» **Data for this task**
▼

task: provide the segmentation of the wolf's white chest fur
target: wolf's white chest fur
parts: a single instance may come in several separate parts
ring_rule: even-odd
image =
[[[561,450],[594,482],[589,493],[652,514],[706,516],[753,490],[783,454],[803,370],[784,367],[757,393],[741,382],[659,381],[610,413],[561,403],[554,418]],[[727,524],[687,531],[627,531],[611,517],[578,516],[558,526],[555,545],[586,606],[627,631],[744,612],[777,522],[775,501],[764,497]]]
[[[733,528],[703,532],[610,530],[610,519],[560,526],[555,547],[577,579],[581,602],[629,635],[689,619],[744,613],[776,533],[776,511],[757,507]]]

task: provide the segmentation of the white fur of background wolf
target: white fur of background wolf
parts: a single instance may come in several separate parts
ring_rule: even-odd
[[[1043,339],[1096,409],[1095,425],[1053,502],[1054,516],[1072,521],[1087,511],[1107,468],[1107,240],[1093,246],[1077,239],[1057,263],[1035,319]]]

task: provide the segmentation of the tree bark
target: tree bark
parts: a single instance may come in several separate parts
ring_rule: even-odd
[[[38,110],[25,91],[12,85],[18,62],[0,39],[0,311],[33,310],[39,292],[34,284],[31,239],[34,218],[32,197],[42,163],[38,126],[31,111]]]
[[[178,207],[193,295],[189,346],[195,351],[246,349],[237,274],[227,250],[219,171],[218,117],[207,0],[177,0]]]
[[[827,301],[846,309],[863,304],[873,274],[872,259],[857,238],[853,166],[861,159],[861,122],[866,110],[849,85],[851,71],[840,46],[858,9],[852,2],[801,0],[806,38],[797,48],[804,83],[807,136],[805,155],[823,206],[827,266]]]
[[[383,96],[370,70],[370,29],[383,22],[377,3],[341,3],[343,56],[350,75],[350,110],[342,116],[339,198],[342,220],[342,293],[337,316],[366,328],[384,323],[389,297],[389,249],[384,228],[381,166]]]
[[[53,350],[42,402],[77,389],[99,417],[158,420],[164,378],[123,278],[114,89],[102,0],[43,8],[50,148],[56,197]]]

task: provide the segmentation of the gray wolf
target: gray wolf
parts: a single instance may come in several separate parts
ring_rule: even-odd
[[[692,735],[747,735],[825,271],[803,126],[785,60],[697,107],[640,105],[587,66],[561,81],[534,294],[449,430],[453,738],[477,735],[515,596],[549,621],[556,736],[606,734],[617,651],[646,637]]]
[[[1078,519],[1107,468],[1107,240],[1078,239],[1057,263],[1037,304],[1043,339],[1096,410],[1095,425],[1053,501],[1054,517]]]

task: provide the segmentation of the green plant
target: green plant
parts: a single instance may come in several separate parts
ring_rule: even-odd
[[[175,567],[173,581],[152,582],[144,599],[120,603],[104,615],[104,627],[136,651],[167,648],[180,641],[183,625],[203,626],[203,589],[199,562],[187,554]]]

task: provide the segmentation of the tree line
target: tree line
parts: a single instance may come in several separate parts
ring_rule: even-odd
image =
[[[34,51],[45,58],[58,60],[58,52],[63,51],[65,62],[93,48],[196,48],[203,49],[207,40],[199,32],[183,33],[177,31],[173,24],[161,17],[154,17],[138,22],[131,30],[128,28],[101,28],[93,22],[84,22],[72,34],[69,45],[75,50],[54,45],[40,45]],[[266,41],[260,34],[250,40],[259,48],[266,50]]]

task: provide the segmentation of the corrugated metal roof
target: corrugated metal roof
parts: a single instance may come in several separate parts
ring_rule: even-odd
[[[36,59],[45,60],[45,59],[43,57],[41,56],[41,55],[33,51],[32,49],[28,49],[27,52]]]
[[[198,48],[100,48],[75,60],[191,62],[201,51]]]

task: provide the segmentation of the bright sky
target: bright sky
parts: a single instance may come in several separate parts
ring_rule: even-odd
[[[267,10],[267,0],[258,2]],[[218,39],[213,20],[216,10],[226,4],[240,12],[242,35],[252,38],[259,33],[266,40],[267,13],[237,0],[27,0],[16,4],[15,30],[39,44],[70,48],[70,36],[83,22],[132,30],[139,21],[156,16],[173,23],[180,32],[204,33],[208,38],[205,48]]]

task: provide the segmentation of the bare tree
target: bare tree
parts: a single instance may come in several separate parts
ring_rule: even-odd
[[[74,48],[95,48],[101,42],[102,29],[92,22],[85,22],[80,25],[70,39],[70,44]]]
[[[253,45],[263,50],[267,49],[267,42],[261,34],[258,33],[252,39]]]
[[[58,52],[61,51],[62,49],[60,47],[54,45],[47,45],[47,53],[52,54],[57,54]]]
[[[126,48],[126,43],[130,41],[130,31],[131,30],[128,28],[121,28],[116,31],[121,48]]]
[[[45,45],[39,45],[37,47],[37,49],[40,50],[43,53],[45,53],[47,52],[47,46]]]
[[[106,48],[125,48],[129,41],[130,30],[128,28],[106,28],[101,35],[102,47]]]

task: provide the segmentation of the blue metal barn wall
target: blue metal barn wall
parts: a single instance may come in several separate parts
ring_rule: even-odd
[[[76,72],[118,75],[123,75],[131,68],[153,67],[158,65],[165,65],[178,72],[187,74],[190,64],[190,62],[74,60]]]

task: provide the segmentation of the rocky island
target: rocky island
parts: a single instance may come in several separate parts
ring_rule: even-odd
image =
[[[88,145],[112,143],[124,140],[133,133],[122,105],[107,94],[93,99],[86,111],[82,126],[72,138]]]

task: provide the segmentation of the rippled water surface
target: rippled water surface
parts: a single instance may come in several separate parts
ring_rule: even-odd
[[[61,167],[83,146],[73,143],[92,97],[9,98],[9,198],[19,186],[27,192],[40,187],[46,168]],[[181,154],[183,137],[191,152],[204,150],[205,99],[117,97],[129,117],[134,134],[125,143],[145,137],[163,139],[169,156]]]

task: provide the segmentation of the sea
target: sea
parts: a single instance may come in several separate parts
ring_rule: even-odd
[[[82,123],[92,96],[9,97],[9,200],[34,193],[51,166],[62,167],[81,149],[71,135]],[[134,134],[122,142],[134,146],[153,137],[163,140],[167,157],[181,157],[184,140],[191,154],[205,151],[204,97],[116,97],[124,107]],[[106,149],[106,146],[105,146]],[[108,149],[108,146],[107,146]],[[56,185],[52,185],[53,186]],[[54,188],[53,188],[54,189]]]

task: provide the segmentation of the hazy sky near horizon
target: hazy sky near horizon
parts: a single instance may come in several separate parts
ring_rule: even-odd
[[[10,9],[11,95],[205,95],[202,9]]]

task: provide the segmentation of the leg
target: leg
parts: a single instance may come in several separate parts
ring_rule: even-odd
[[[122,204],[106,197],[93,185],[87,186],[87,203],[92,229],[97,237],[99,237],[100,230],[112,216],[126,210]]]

▲

Output every line from the one containing "task: provide the segmentation of the hazy" through the end of the records as a numbered list, leaving out blank lines.

» **Result for this exercise**
1. task: provide the segmentation of the hazy sky near horizon
2. target: hazy sky near horizon
3. parts: a single instance may come in several separate parts
4. ring_rule: even-odd
5. [[[10,9],[11,95],[205,95],[202,9]]]
6. task: provide the segmentation of the leg
7. target: leg
8. parts: a single instance may come in several separate parts
9. ring_rule: even-odd
10. [[[122,204],[106,197],[93,185],[87,186],[87,203],[92,229],[97,237],[99,237],[100,230],[112,216],[126,210]]]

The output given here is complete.